(Source records)
★ ★ ★

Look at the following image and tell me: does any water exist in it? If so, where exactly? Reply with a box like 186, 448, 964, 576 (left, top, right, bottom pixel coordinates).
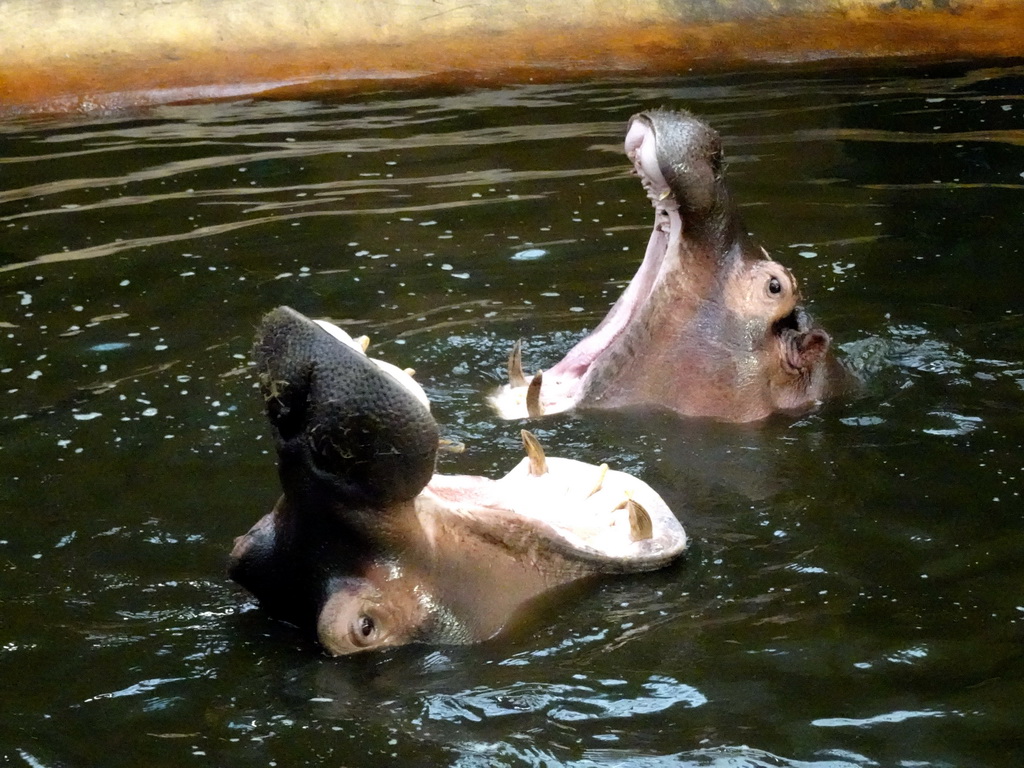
0, 65, 1024, 768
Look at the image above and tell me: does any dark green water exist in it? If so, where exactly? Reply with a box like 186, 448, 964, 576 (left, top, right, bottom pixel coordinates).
0, 66, 1024, 768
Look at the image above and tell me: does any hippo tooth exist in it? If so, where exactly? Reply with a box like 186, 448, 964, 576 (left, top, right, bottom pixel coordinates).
509, 339, 526, 387
587, 464, 608, 499
519, 429, 548, 477
626, 499, 654, 542
526, 371, 544, 419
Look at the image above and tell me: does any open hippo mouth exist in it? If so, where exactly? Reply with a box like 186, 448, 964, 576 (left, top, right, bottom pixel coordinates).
492, 110, 839, 421
229, 307, 686, 654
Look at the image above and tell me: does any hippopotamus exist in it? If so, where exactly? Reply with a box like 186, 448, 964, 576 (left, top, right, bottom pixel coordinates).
228, 307, 686, 655
490, 110, 848, 422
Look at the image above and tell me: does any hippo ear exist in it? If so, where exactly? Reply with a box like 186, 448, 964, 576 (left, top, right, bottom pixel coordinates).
253, 307, 438, 509
785, 328, 831, 372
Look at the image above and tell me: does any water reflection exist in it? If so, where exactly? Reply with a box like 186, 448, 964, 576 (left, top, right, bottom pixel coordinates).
0, 65, 1024, 768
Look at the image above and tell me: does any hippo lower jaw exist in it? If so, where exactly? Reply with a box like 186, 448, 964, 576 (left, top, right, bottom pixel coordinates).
488, 119, 683, 419
229, 307, 686, 655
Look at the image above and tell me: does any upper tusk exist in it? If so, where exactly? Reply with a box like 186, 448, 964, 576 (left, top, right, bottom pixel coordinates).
509, 339, 526, 387
519, 429, 548, 476
526, 371, 544, 419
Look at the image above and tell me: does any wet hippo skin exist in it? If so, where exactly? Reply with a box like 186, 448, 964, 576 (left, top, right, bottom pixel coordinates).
490, 110, 850, 422
229, 307, 686, 654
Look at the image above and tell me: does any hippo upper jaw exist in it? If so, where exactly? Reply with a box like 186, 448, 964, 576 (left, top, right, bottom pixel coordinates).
490, 110, 830, 422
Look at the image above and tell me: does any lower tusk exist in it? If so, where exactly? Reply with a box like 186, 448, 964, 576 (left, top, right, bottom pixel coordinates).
526, 371, 544, 419
519, 429, 548, 477
437, 437, 466, 454
626, 499, 654, 542
509, 339, 526, 387
587, 464, 608, 499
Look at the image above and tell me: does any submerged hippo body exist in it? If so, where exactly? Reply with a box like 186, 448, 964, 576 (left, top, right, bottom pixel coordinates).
492, 110, 846, 422
229, 307, 686, 654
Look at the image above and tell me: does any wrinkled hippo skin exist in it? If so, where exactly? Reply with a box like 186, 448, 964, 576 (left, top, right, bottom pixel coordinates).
492, 110, 851, 422
229, 307, 686, 654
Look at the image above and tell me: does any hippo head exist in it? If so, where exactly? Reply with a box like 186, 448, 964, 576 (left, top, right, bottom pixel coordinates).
492, 110, 844, 422
229, 307, 686, 654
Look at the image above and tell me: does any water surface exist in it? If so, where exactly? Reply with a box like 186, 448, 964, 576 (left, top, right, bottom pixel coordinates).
0, 65, 1024, 768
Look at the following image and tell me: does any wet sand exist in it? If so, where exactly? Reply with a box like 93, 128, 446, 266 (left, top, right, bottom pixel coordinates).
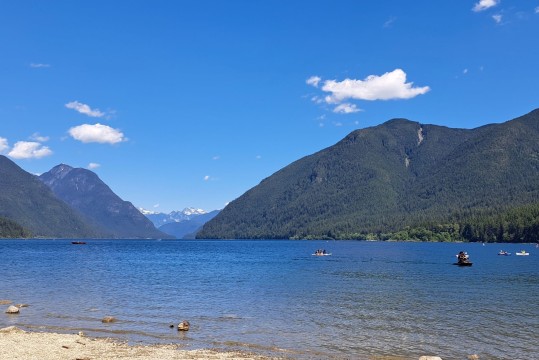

★ ★ ★

**Requirements**
Lay out every line of the data above as a Markdown table with two columns, No. and Line, numbering the rows in order and skipping blank lines. Omit the pictures from the table.

**Output below**
| No. | Line |
|---|---|
| 1 | Look at the following image and tell me: does any water exist in it? If so, where exactly? Reply with a box like 186, 448, 964, 576 (left, top, right, bottom pixel coordinates). |
| 2 | 0, 65, 1024, 768 |
| 3 | Look at the image above and tell me: does any dark green water exist in it? If so, where exactly? Reply with a box like 186, 448, 964, 576 (left, top, right, bottom pixel coordinates). |
| 4 | 0, 66, 1024, 768 |
| 5 | Look at the image above and tell me: does any hippo tooth exist in it? If so, where exactly? Reply with a box like 186, 448, 964, 576 (left, top, right, bottom pixel coordinates). |
| 6 | 509, 339, 526, 387 |
| 7 | 587, 464, 608, 499 |
| 8 | 519, 429, 548, 477 |
| 9 | 626, 499, 654, 542 |
| 10 | 526, 371, 544, 419 |
| 11 | Look at the image above and tell me: does any open hippo mouth exist in it? If so, where exactly? Reply with a box like 186, 448, 964, 576 (left, top, right, bottom pixel coordinates). |
| 12 | 492, 110, 839, 421 |
| 13 | 229, 307, 686, 654 |
| 14 | Look at the image above and tell me: does any hippopotamus exist in it? If so, where exactly? Reply with a box like 186, 448, 964, 576 (left, top, right, bottom pixel coordinates). |
| 15 | 228, 307, 686, 655 |
| 16 | 490, 110, 848, 422 |
| 17 | Look at the image above and tell me: does any hippo ear exist in it? If so, where exactly? Reply with a box like 186, 448, 964, 576 (left, top, right, bottom pixel coordinates). |
| 18 | 253, 307, 438, 509 |
| 19 | 785, 328, 831, 372 |
| 20 | Look at the image above and tell me: does any water reflection exist in it? If so, where exactly? Reply with a box like 186, 448, 964, 576 (left, top, right, bottom pixel coordinates). |
| 21 | 0, 65, 1024, 768 |
| 22 | Look at the image above and tell me: does any hippo lower jaw exist in it? If so, where exactly? Reply with a box like 186, 448, 964, 576 (left, top, right, bottom pixel coordinates). |
| 23 | 488, 119, 683, 419 |
| 24 | 229, 307, 686, 655 |
| 25 | Look at the image above and tell me: does any upper tusk exist in it? If so, where exactly? Reply with a box like 186, 448, 964, 576 (left, top, right, bottom pixel coordinates). |
| 26 | 509, 339, 526, 387 |
| 27 | 519, 429, 548, 476 |
| 28 | 526, 371, 544, 419 |
| 29 | Look at the image above and tell me: does any wet hippo skin exist in it? If so, where exactly? Reply with a box like 186, 448, 964, 576 (left, top, right, bottom pixel coordinates). |
| 30 | 490, 110, 850, 422 |
| 31 | 229, 307, 686, 654 |
| 32 | Look at the image above and tell me: does any hippo upper jaw exist in it? If so, where exactly? Reply with a box like 186, 448, 964, 576 (left, top, right, bottom pixel coordinates). |
| 33 | 490, 110, 830, 422 |
| 34 | Look at the image above and tell me: does any lower tusk exist in it? If so, where exactly? Reply with a box like 186, 448, 964, 576 (left, top, right, bottom pixel coordinates). |
| 35 | 526, 371, 544, 419 |
| 36 | 519, 429, 548, 477 |
| 37 | 437, 437, 466, 454 |
| 38 | 626, 499, 654, 542 |
| 39 | 509, 339, 526, 387 |
| 40 | 587, 464, 608, 499 |
| 41 | Look at the image above and tell me: does any submerged hippo body exist in it? If so, where exactly? Reply with a box like 186, 448, 964, 576 (left, top, right, bottom pixel coordinates). |
| 42 | 492, 110, 846, 422 |
| 43 | 229, 307, 686, 654 |
| 44 | Look at the image above and tell me: does any wrinkled hippo skin exist in it? If so, where exactly? Reply with a box like 186, 448, 964, 576 (left, top, right, bottom pixel coordinates). |
| 45 | 492, 110, 851, 422 |
| 46 | 229, 307, 686, 654 |
| 47 | Look at the image above and tell me: does any hippo head exist in it? If so, where exactly? Reply with a box like 186, 448, 964, 576 (left, top, right, bottom pixel coordinates). |
| 48 | 492, 110, 844, 422 |
| 49 | 229, 307, 686, 654 |
| 50 | Look at the image above and tell me: does any water surface exist in it? If so, where exactly? Reply with a box like 186, 448, 964, 576 (left, top, right, bottom pixel coordinates). |
| 51 | 0, 65, 1024, 768 |
| 52 | Look at the following image and tell me: does any wet sand exist in it? If so, where exactly? Reply with a box like 93, 128, 446, 266 (left, top, right, bottom pixel coordinates). |